- _Excerpt provided_:
Start of Block

In 1913, one was dead and three so badly injured that they were in the Dunkirk Hospital as the result of an automobile accident in Fredonia the past evening. A machine of joy riders went into a collision with a local trolley car on the D & F trolley line about 12:30. Dead was William Kapelinski. The injured were Anthony Suski, William Newman and Casimir Pohilski. The other two men in the car were also injured but not so seriously that they needed hospital attention and were taken to their homes. Stories differed as to how the accident happened, the only reasonable explanation being that the street was dark at that point, with a long distance between street lights and many shade trees on the street. The driver of the car became confused and did not keep a proper distance from the track. The man who was killed had just gotten possession of the auto the previous day and was taking his friends out to show off the new purchase.
The Journal was presenting a print of an architect's sketch of a furniture exhibition building which would in all probability be constructed in Jamestown in the near future and which would provide a means for a permanent exhibition of Jamestown-made furniture. For that matter, it would provide exhibition for furniture made in other towns in Western New York and Pennsylvania. It was planned to have a furniture exposition the entire year and not merely certain weeks in the year as was the case elsewhere. The manufacturers would, for the first time, have space to adequately display their products. The building in question was to occupy a lot on Harrison Street with 180 feet frontage and extending back clear to Taylor Street.
In 1938, the problem of getting a pair of football pants to fit 303-pound Guard Mike Seider gave the semi-pro Troy Bearcats anxiety over the prospects of their opening game at Troy the following day against Hudson. A search of local stores failed to provide breeches in Seider's size. But Seider said he had a pair made two years ago when he was "just a boy of 280 pounds," playing with Vincentian Institute, Albany. He recalled they were "a little large then," and might fit now if he could find them. The Bearcats went in for giant linemen. Their other guard was Casey Morawicz, a 285-pounder from Adams, Mass.
Tuesday night's double drowning in the Chadakoin river became another closed chapter in the tragedy-dotted annals of the stream at 11:45 o'clock in the morning when city firemen recovered the body of Franklin A. Washburg, 30, of Chautauqua Avenue, Jamestown. The body of William Peterson, 25, of Fenton Place, Jamestown, who dove into the stream in an effort to save Washburg, after the latter had leaped from the rail of the Institute Street bridge in an alleged suicide attempt, was recovered Thursday morning. The Chadakoin finally yielded Washburg's body to fire department grapplers at a point which had been covered by searchers many times. The body was located directly in back of the Crescent Tool Company's plant and about 35 yards east of the Foote Avenue bridge.
In 1963, the fourth mysterious fire within two weeks was discovered at the Joseph Letro residence on Washington St. in Randolph. The fire was in a frame garage attached to the home. Neighbors said it started between 8:45 and 9 p.m. Smoke was seen billowing from the peak of the garage and because of the way the doors were burned it looked like they had been burning for some time. It was speculated that the fire started on the outside of the doors although, because of a six inch bulge at the top of the doors, it might have been possible for inflammatory material to be tossed in through that opening.

End of Block

- _Using the information_:
[1] According to the newspaper excerpt, on which street was the proposed furniture exhibition building to occupy a lot?
[2] Quote the stretch of the newspaper excerpt from "In 1963, the" through "through that opening.".
[3] Continue the newspaper excerpt past its final sentence.

- _Region pointing data_:

Start of Block

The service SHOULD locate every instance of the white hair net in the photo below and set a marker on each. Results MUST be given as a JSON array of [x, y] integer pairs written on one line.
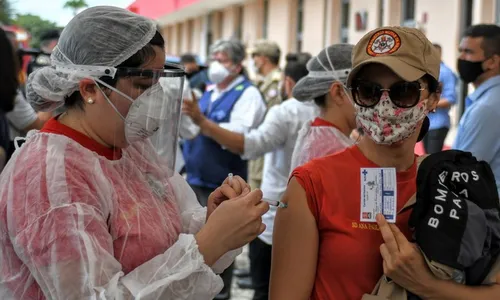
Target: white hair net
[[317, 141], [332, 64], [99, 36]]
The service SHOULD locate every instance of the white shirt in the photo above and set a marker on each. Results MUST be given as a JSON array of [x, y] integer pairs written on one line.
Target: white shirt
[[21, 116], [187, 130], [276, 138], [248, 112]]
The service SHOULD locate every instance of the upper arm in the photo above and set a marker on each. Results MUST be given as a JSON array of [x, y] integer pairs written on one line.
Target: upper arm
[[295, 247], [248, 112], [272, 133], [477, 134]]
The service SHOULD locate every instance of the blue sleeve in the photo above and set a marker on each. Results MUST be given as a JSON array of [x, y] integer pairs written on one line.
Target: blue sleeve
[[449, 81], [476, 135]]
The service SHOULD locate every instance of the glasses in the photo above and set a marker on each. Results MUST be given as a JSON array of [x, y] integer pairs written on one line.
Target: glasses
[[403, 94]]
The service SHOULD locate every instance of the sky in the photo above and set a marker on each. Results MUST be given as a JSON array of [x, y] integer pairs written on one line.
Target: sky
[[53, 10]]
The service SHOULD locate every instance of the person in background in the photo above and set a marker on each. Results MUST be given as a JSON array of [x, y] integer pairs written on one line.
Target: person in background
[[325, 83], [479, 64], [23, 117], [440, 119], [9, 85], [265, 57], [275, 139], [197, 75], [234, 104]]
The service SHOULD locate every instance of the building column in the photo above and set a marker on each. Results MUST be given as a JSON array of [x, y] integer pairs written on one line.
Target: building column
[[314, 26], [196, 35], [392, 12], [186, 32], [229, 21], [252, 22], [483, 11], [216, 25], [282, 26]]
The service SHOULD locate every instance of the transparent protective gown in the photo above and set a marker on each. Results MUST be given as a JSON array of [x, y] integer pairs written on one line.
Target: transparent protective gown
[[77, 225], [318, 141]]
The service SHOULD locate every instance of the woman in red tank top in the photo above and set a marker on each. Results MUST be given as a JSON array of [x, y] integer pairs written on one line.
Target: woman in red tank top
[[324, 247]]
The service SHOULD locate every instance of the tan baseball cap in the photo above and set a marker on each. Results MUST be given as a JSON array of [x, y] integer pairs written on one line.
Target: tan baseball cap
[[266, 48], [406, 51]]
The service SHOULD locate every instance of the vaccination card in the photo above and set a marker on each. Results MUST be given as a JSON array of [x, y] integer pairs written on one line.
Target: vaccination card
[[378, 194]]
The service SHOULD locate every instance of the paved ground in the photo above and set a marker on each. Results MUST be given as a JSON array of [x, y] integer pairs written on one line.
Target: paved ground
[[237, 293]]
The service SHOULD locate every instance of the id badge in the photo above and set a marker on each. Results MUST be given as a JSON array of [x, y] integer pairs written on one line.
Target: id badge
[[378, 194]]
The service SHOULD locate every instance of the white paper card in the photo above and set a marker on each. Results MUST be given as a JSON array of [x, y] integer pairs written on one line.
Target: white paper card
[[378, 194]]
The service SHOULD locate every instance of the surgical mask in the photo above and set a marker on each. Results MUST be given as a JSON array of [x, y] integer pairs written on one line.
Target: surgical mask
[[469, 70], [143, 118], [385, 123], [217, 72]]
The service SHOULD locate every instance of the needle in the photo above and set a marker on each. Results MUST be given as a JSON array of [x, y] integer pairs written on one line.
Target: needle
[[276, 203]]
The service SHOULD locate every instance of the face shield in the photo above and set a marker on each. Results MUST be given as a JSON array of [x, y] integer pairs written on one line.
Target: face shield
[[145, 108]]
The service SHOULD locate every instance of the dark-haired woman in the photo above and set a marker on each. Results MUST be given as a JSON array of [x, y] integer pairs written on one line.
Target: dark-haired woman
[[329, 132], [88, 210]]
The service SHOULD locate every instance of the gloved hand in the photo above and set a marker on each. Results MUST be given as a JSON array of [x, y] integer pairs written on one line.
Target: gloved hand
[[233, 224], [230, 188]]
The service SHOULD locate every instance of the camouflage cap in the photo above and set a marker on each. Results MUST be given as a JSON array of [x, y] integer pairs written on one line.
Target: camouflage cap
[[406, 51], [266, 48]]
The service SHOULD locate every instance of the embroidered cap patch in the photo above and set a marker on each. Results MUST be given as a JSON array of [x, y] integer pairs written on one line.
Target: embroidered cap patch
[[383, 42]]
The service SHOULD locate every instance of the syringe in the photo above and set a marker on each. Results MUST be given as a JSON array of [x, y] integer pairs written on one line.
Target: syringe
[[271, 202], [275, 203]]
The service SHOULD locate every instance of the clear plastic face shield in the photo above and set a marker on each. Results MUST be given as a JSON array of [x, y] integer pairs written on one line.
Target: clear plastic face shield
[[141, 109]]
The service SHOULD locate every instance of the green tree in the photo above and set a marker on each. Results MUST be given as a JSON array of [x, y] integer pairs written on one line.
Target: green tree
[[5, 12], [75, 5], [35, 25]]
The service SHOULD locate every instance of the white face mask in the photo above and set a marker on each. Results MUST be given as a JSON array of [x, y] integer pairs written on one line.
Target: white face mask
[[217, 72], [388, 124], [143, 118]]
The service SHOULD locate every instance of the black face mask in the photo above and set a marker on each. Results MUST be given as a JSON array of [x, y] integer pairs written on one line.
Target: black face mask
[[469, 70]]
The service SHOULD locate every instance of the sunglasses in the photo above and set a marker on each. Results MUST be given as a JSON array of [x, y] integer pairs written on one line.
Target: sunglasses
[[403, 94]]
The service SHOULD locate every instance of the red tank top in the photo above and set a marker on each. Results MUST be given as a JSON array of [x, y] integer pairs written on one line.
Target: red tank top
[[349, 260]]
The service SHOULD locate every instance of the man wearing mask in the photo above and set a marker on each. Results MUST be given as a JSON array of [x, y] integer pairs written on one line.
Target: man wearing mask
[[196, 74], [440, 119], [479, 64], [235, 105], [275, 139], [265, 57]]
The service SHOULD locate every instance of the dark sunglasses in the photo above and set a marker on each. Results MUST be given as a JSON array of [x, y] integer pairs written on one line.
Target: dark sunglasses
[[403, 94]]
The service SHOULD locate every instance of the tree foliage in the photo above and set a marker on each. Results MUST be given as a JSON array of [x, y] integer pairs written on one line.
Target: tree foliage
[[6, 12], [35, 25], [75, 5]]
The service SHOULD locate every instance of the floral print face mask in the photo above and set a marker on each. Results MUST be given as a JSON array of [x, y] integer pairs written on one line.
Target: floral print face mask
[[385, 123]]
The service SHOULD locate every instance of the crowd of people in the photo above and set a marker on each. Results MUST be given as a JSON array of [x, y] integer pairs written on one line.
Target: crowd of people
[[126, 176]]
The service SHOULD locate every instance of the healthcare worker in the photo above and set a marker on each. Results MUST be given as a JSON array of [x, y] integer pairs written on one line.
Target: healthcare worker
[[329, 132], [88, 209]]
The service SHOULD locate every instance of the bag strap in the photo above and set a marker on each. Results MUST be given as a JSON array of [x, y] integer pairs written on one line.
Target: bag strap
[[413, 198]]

End of Block

- _Solved problems_:
[1] Harrison Street.

[2]
In 1963, the fourth mysterious fire within two weeks was discovered at the Joseph Letro residence on Washington St. in Randolph. The fire was in a frame garage attached to the home. Neighbors said it started between 8:45 and 9 p.m. Smoke was seen billowing from the peak of the garage and because of the way the doors were burned it looked like they had been burning for some time. It was speculated that the fire started on the outside of the doors although, because of a six inch bulge at the top of the doors, it might have been possible for inflammatory material to be tossed in through that opening.

[3]
The students of Phenology - people who predicted weather by observing an animal's fur, bug's skin or the thickness of corn husks - had made a prediction that should strike fear into the hearts of all who remembered the weather in the past winter. Those blasted bugs, animals, backed up by vegetables, had passed judgment - they, with their furry hides and thick husks, said the coming winter would be a duplicate of the last. With the memory of last winter's 30 below zero freezing temperatures and snow, till the very sight of it made one literally sick, the first impulse was to discard this prediction.
In 1988, Police officer Cindy Miller of the Jamestown Police Department was stabbed during an altercation on Thayer Street Thursday night. She was doing her job. Luckily, she survived and was recovering. But an incident like that could happen again someday ... that stressful thought came with the territory. Studies showed that more police officers were physically harmed by stress than actual injuries suffered in the line of duty. "It's part of the job," Jamestown Police Chief Richard D. Ream told The Post-Journal. "You're constantly dealing with stressful situations - family disputes, maybe a juvenile who has been molested. It's very stressful work."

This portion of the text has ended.